## 課題
• A. WHO調査団についての文章のうち、「2020年7月中旬、世界保健」で始まり「全に尊重する」と述べている。」で終わる部分を一字一句違えずに書き写す。
• B. WHO調査団についての文章を、最後の文の後から書き継ぐ。

───── 引用文

2020年7月中旬、世界保健機関(WHO)の科学者2人から成る「先遣隊」の調査団が中国入りし、2019新型コロナウイルス急性呼吸器疾患(COVID-19)の起源に関するより広範な調査に乗り出す足掛かりができた。しかし、実際の任務を開始する前に、調査団は中国政府が課した14日間の隔離期間を経る必要がある。

世界保健機関で緊急事態対応を統括するマイク・ライアン(Mike Ryan)博士は記者会見で、「明らかに到着と同時に隔離され、遠隔から作業に当たらなければならない状況は理想的とは言えないが、中国が設定しているリスク管理手順を完全に尊重する」と述べている。

──────────
───── 提供データ

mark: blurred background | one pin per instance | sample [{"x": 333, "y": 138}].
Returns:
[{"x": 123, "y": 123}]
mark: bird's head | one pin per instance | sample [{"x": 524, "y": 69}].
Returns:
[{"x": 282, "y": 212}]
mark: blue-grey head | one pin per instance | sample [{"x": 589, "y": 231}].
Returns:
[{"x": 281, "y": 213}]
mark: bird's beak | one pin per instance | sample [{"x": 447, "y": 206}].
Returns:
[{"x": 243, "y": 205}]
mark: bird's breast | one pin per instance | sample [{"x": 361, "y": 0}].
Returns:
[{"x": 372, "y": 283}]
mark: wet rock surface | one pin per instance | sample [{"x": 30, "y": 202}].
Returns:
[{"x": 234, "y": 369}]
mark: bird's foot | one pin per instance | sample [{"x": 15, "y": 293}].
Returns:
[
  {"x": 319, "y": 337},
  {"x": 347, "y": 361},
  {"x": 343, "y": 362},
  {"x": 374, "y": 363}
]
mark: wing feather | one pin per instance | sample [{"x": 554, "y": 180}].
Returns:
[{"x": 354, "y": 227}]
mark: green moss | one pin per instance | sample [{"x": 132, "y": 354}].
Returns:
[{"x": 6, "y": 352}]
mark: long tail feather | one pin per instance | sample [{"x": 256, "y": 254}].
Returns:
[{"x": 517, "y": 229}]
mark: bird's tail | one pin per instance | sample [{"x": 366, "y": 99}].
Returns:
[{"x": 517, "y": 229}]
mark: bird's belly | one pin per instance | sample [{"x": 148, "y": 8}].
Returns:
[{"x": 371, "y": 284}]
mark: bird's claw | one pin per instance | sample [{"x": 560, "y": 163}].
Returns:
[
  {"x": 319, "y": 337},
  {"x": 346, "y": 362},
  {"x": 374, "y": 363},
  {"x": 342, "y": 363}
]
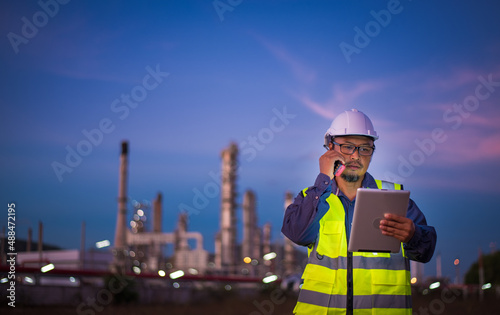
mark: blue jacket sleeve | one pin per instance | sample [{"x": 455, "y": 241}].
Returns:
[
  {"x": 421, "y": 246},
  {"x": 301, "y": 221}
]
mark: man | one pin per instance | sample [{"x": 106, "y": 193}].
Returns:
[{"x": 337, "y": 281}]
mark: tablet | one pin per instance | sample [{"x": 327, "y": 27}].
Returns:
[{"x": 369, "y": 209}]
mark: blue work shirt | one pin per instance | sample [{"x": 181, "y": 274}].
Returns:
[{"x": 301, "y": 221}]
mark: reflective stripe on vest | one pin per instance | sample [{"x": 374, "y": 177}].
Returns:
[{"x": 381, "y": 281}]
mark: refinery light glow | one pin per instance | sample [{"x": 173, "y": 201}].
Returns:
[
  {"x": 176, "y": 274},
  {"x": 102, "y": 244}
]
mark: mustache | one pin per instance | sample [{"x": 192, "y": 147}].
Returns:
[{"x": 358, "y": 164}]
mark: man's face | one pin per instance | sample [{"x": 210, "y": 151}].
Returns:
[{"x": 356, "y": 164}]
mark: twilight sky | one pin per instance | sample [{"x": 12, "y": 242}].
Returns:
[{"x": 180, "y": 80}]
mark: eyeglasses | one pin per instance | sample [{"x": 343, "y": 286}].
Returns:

──────────

## 各問の解答
• A.
2020年7月中旬、世界保健機関(WHO)の科学者2人から成る「先遣隊」の調査団が中国入りし、2019新型コロナウイルス急性呼吸器疾患(COVID-19)の起源に関するより広範な調査に乗り出す足掛かりができた。しかし、実際の任務を開始する前に、調査団は中国政府が課した14日間の隔離期間を経る必要がある。

世界保健機関で緊急事態対応を統括するマイク・ライアン(Mike Ryan)博士は記者会見で、「明らかに到着と同時に隔離され、遠隔から作業に当たらなければならない状況は理想的とは言えないが、中国が設定しているリスク管理手順を完全に尊重する」と述べている。

• B.
ニューヨーク・タイムズ紙が報じたところでは、他の専門家が合流するまでに数週間かかり、本格的な調査に乗り出す状態が整うまでに数ヵ月以上を要する可能性があると、ライアン博士は話している。(写真:2020年1月、中国・北京の人民大会堂で開催される会議の前に、中国共産党中央委員会総書記などを兼務する習近平中国主席と会談する世界保健機関のテドロス・アダノム・ゲブレイエスス(Tedros Adhanom Ghebreyesus)事務局長(左))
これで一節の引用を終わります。